### THE TASK
As an exercise, transcribe the data below in full and exactly, omitting pictures.

*** RECORDED INFORMATION

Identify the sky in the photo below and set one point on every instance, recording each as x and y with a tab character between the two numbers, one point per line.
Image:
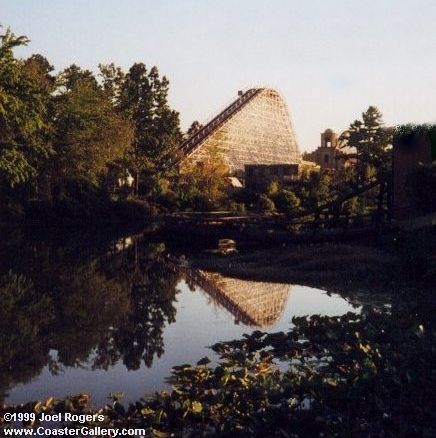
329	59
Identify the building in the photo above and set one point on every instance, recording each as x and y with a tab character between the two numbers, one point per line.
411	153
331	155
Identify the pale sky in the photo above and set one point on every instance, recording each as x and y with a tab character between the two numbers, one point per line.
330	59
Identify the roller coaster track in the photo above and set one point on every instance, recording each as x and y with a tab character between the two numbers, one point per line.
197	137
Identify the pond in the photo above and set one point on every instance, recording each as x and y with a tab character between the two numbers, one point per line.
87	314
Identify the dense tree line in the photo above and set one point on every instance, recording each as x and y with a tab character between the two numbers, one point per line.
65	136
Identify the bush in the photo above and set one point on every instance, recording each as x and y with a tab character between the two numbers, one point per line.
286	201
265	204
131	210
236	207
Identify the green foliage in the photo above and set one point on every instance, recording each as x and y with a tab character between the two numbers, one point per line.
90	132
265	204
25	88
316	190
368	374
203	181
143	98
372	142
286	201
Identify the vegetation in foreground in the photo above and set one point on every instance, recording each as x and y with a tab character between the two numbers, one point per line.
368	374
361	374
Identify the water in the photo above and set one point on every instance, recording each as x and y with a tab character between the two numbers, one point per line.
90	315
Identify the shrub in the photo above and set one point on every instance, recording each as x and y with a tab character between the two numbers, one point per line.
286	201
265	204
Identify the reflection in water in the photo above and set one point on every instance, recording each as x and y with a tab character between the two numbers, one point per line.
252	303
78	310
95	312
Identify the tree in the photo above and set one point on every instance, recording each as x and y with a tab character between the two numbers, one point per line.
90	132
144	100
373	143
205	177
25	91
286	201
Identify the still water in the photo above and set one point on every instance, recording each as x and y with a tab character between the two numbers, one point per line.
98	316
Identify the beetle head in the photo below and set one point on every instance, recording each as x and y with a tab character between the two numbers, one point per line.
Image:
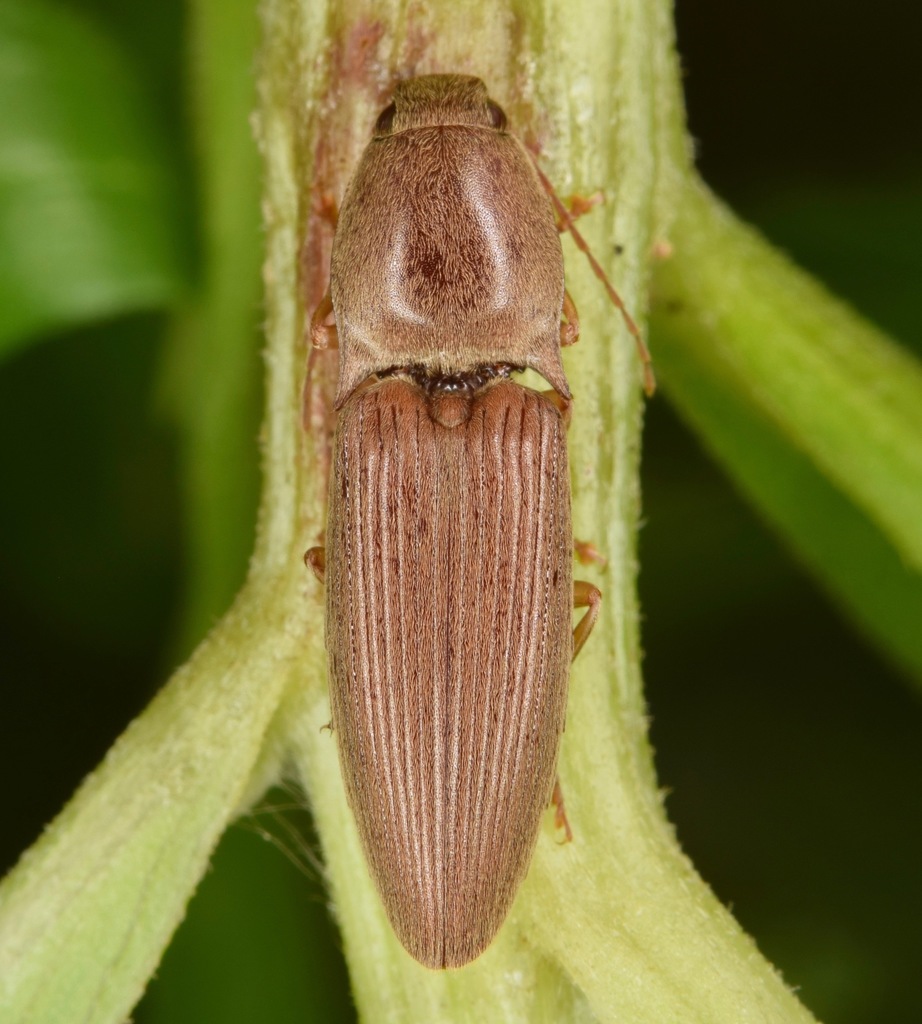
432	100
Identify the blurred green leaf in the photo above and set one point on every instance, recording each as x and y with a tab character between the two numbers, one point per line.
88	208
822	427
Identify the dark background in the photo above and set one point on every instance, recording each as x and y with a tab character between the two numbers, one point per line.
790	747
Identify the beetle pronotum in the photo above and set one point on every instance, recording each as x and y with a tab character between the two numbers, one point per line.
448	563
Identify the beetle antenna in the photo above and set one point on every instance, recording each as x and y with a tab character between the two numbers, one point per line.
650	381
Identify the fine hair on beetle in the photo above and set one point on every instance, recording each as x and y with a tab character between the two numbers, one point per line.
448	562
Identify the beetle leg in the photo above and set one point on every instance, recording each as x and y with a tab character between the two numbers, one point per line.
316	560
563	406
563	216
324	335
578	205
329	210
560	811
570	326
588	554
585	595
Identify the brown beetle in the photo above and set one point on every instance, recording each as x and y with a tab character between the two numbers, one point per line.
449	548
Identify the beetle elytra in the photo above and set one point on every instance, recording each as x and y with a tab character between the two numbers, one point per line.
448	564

******

### RESULT OF THE TASK
Identify the sky in the photo below and set one point on every instance, recording each as x and y with a tab character between the two numbers, one point per line.
Image:
329	59
Identify the building in the photo above and set one point on every instance, recording each as x and y with a tab character between the two numbers, one point per line.
411	153
331	155
Identify the pale sky in the photo above and set one point on every instance, recording each as x and y with a tab character between the two numbers, one point per line.
330	59
Identify the roller coaster track in the photo above and set one point on every instance, recording each as x and y with a tab character between the two numbers, one point per line.
197	137
Identify the pond in the photo above and set one point on every instance, recording each as x and y with a tab character between the two numbers, one point per line.
87	314
Identify the dense tree line in the photo above and set one point on every instance, recording each as x and y with a tab character between the two numbers, one point per line.
65	136
Identify the bush in the photo above and set one point on every instance, recording each as x and y with a tab character between the two numbers, one point per line.
286	201
265	204
131	210
236	207
Identify the green foliage in the photo above and set one point on every instance, recording each as x and y with a tab character between the two numbers, one point per line.
90	132
265	204
25	88
316	190
368	374
203	181
143	98
372	142
286	201
Identify the vegetation in foreground in the photo above and set one point on every instance, recording each as x and y with a tab character between the two numbers, one point per line.
368	374
361	374
Identify the water in the photo above and set one point on every instance, recording each as x and y with a tab character between the two numbers, one point per line.
90	315
Identify the shrub in the photo above and set one point on every instance, recording each as x and y with a tab character between the two numbers, one point per line.
286	201
265	204
Identify the reflection in water in the photo above and set one point on every instance, recording each as x and y with a tab character between the two numbers, one point per line.
252	303
78	310
95	312
Identify the tree in the photo above and set one point on every instance, recording each as x and y with a tab character between the two numbers, one point per line.
90	132
144	100
373	143
205	177
25	91
286	201
Identify the still water in the photo above and set one point on every instance, recording each as x and y with a tab character between the two numbers, one point per line.
98	316
Identify the beetle head in the photo below and set one point on every instance, recording each as x and y with a tab character between the two numbers, one point per line.
Image:
432	100
Identify the blurred green leaf in the photo above and set one point on every instance, recording each as x and y with a tab character between the two numbers, one point per line.
88	208
822	427
Identify the dark background in the photo above and set one point on every instance, recording each as x and y with a tab character between the two numbers, one point per line.
790	747
Identify the beetle pronotum in the photo above and set one point on every instance, recording each as x and y with a tab character between the two numbers, one point per line.
448	563
Identify the beetle antenna in the photo above and set one point on every instance, recording each as x and y with a tab character between the two numbers, one point per line.
650	381
Identify the fine hair on beetle in the photo above and set one point on every instance, recording each as x and y with a tab character between the two numbers, one point per line.
448	562
Identify the beetle leg in the photo above and set one point on every instance, recording each as x and y with a tab character between the two numbers, one point per line.
316	560
563	406
563	216
324	335
578	205
329	210
560	811
570	326
588	554
585	595
Identify the brown beetle in the photo above and set one point on every instance, recording each as x and y with a tab character between the two numbers, one point per line.
449	548
Identify the beetle elytra in the photo above and set one point on every instance, recording each as x and y with a tab character between the two numbers, one point per line.
448	564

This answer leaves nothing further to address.